VORLIEGENDER TEXT ::
═══

Die Allgäuhalle ist eine Mehrzweckhalle in Kempten (Allgäu). Sie wurde 1928 als Tierzuchthalle als Zweckbau der Architekten Heydecker errichtet. Sie war die erste Einrichtung dieser Art in Süddeutschland. Neben der Viehzucht war sie auch für Sport- und Großveranstaltungen gedacht. Im November 2015 wurde die Eintragung als Baudenkmal (Hallen und Stier) bekanntgegeben.

Geschichte und Architektur

Das Bauwerk wurde auf dem ehemaligen Viehmarktplatz der Stadt auf Initiative des Bürgermeisters Otto Merkt errichtet und am 18. September 1928 eingeweiht. Zweck der Anlage war hauptsächlich der wettergeschützte Handel mit Zuchtvieh.

═══

ZU BEARBEITENDE AUFGABEN ::
a - Beantworte zum Text über die Allgäuhalle die folgenden Fragen.
(i) In welchem Jahr wurde die Halle als Tierzuchthalle errichtet?
(ii) Auf wessen Initiative entstand das Bauwerk?
(iii) Wann wurde die Eintragung als Baudenkmal bekanntgegeben?
b - Fasse den Text über die Allgäuhalle in zwei Sätzen zusammen.
c - Gib aus dem Text über die Allgäuhalle die Stelle von „Geschichte und Architektur“ bis einschließlich „Handel mit Zuchtvieh.“ wortgetreu wieder.

DATENAUSZUG ::
═══

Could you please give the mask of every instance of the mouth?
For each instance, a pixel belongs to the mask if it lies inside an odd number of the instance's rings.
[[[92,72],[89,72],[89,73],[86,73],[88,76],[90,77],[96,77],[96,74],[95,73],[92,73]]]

═══

LÖSUNGEN JE AUFGABE ::
a -
(i) 1928
(ii) Auf Initiative des Bürgermeisters Otto Merkt
(iii) Im November 2015

b - Die Allgäuhalle in Kempten (Allgäu) wurde 1928 auf Initiative des Bürgermeisters Otto Merkt auf dem ehemaligen Viehmarktplatz als Tierzuchthalle errichtet und diente hauptsächlich dem wettergeschützten Handel mit Zuchtvieh, war aber auch für Sport- und Großveranstaltungen gedacht. Sie war die erste Einrichtung dieser Art in Süddeutschland, und im November 2015 wurde ihre Eintragung als Baudenkmal bekanntgegeben.

c -
Geschichte und Architektur

Das Bauwerk wurde auf dem ehemaligen Viehmarktplatz der Stadt auf Initiative des Bürgermeisters Otto Merkt errichtet und am 18. September 1928 eingeweiht. Zweck der Anlage war hauptsächlich der wettergeschützte Handel mit Zuchtvieh.